>>>

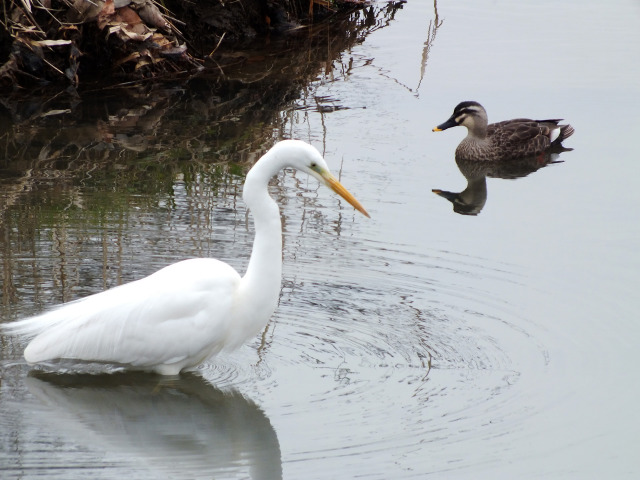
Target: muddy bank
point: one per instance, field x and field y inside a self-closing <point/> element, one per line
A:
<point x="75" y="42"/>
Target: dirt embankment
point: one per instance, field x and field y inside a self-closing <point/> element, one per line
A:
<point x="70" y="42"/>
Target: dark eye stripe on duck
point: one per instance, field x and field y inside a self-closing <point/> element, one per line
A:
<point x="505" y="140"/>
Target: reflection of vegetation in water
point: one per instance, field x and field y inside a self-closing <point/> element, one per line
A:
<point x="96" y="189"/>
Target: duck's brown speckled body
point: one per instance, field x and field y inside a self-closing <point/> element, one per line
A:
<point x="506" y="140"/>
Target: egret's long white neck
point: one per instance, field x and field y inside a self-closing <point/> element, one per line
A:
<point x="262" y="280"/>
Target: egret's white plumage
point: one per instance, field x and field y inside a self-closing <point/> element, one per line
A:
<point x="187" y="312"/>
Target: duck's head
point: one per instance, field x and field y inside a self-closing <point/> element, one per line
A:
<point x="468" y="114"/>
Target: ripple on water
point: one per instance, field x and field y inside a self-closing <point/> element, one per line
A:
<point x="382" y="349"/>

<<<

Riporti tutte le righe dei record soprastanti in una tabella Markdown con le colonne «Numero» e «Riga del record», tralasciando le righe vuote. Ometta le immagini dalla risposta.

| Numero | Riga del record |
|---|---|
| 1 | Target: muddy bank |
| 2 | point: one per instance, field x and field y inside a self-closing <point/> element, one per line |
| 3 | A: |
| 4 | <point x="75" y="42"/> |
| 5 | Target: dirt embankment |
| 6 | point: one per instance, field x and field y inside a self-closing <point/> element, one per line |
| 7 | A: |
| 8 | <point x="70" y="42"/> |
| 9 | Target: dark eye stripe on duck |
| 10 | point: one per instance, field x and field y inside a self-closing <point/> element, one per line |
| 11 | A: |
| 12 | <point x="505" y="140"/> |
| 13 | Target: reflection of vegetation in water |
| 14 | point: one per instance, field x and field y inside a self-closing <point/> element, one per line |
| 15 | A: |
| 16 | <point x="96" y="189"/> |
| 17 | Target: duck's brown speckled body |
| 18 | point: one per instance, field x and field y inside a self-closing <point/> element, one per line |
| 19 | A: |
| 20 | <point x="506" y="140"/> |
| 21 | Target: egret's long white neck |
| 22 | point: one per instance, field x and field y inside a self-closing <point/> element, one per line |
| 23 | A: |
| 24 | <point x="262" y="280"/> |
| 25 | Target: egret's white plumage |
| 26 | point: one per instance, field x and field y inside a self-closing <point/> element, one per line |
| 27 | A: |
| 28 | <point x="187" y="312"/> |
| 29 | Target: duck's head |
| 30 | point: one per instance, field x and field y inside a self-closing <point/> element, one per line |
| 31 | A: |
| 32 | <point x="468" y="114"/> |
| 33 | Target: ripple on water |
| 34 | point: one per instance, field x and field y inside a self-closing <point/> element, one per line |
| 35 | A: |
| 36 | <point x="382" y="349"/> |